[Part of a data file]
** BEGIN **

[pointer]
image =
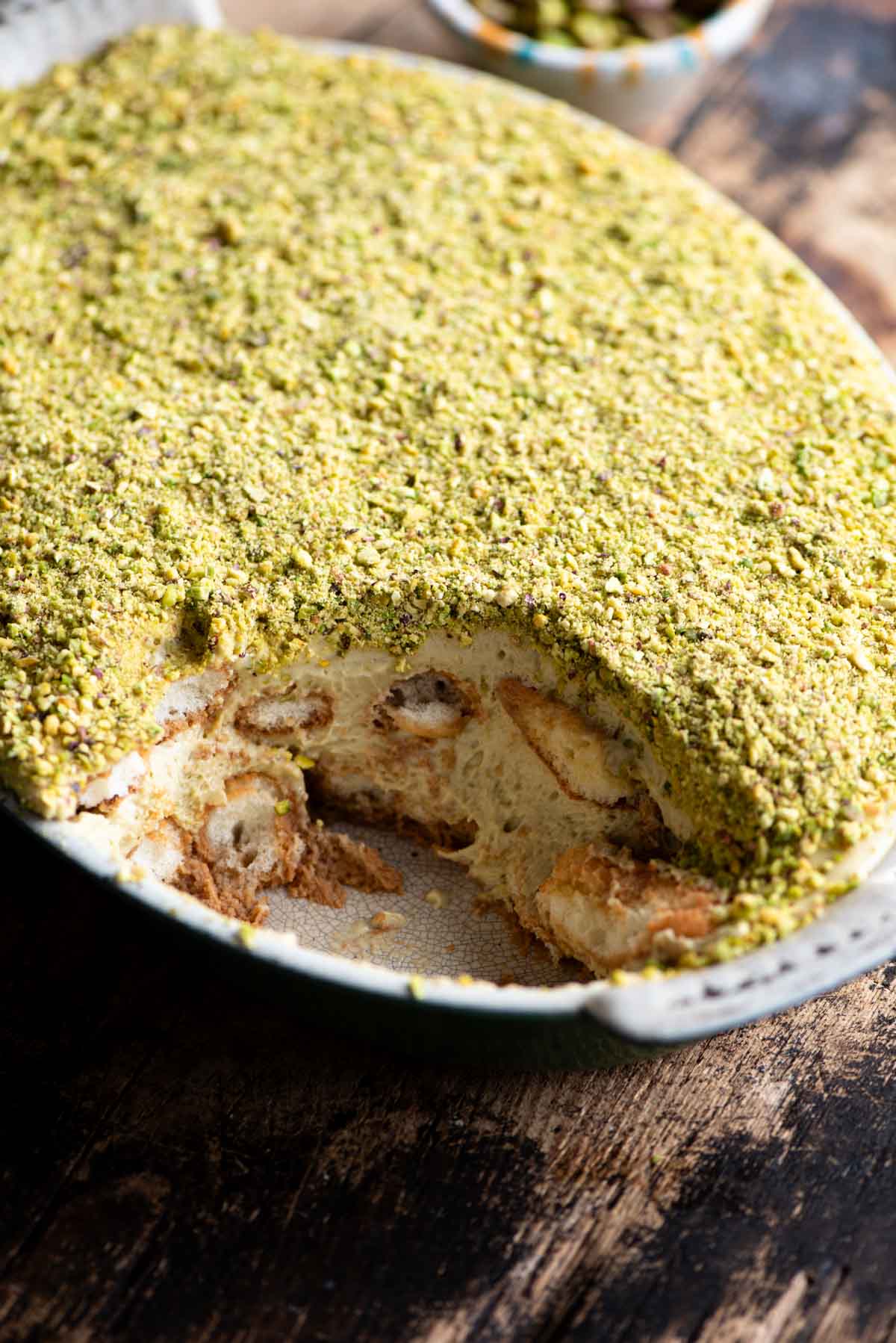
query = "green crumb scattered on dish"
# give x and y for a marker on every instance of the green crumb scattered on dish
(300, 347)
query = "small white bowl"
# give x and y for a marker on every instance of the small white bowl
(630, 86)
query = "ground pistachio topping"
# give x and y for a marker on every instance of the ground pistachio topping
(294, 345)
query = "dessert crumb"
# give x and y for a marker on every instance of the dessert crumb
(386, 920)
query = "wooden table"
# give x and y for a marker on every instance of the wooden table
(181, 1162)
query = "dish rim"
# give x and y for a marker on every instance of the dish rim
(856, 934)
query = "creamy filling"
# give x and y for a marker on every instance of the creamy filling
(556, 809)
(480, 748)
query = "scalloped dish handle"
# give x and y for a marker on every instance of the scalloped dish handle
(856, 935)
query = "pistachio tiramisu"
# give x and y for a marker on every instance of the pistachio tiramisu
(382, 439)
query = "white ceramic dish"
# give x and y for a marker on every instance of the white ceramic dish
(630, 86)
(408, 993)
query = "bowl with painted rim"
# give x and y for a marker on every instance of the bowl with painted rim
(630, 86)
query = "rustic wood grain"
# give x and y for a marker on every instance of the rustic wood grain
(181, 1161)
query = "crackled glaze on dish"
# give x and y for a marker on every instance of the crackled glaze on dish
(300, 348)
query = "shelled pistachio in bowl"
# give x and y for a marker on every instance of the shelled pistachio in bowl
(598, 25)
(626, 61)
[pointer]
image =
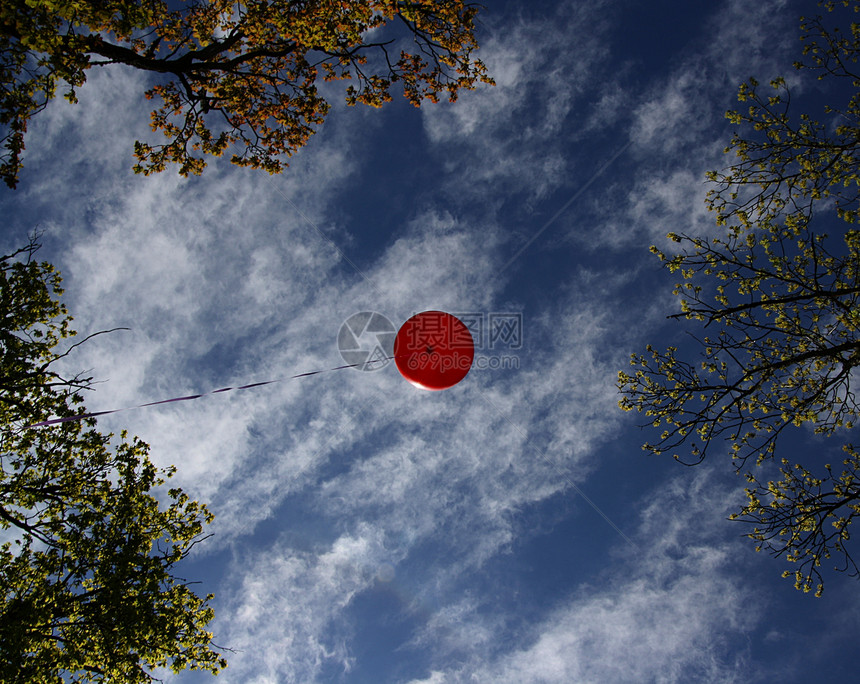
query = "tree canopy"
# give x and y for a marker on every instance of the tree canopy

** END **

[REQUIRED WORK]:
Output the entries above exactly, without their pictures.

[FINAL RESULT]:
[pointer]
image =
query = "green crumb scattered on dish"
# give x and y for a marker on every instance of the green crumb scattered on dish
(300, 347)
query = "small white bowl"
# give x and y for a marker on every instance of the small white bowl
(630, 86)
query = "ground pistachio topping"
# give x and y for a marker on every instance of the ground pistachio topping
(294, 345)
query = "dessert crumb"
# give x and y for a marker on every instance of the dessert crumb
(386, 920)
query = "wooden table"
# give x and y for a marker on every instance of the wooden table
(181, 1162)
query = "dish rim"
# give x and y for a marker on every instance of the dish rim
(856, 934)
query = "creamy filling"
# give x and y for a marker on every instance of the creamy filling
(556, 809)
(480, 748)
query = "scalloped dish handle"
# give x and y for a marker on every instance of the scalloped dish handle
(856, 935)
query = "pistachio tiramisu"
# give x and y for a marker on every instance of the pistachio tiramisu
(382, 439)
query = "white ceramic dish"
# give x and y for a marker on every instance of the white ceramic dish
(630, 86)
(408, 993)
query = "bowl with painted rim"
# give x and y for a marker on every instance of the bowl with painted rim
(630, 86)
query = "rustic wood grain"
# give x and y for a marker on every instance of the rustic wood grain
(181, 1161)
query = "crackled glaze on dish"
# give x and y for a marker on every instance of the crackled glaze on dish
(300, 348)
query = "shelled pistachio in bowl"
# give x and y for a marker on every instance of the shelled pistachio in bowl
(598, 25)
(626, 61)
[pointer]
image =
query = "tree canopy"
# give x and y for a marker on every instance of the tree canopy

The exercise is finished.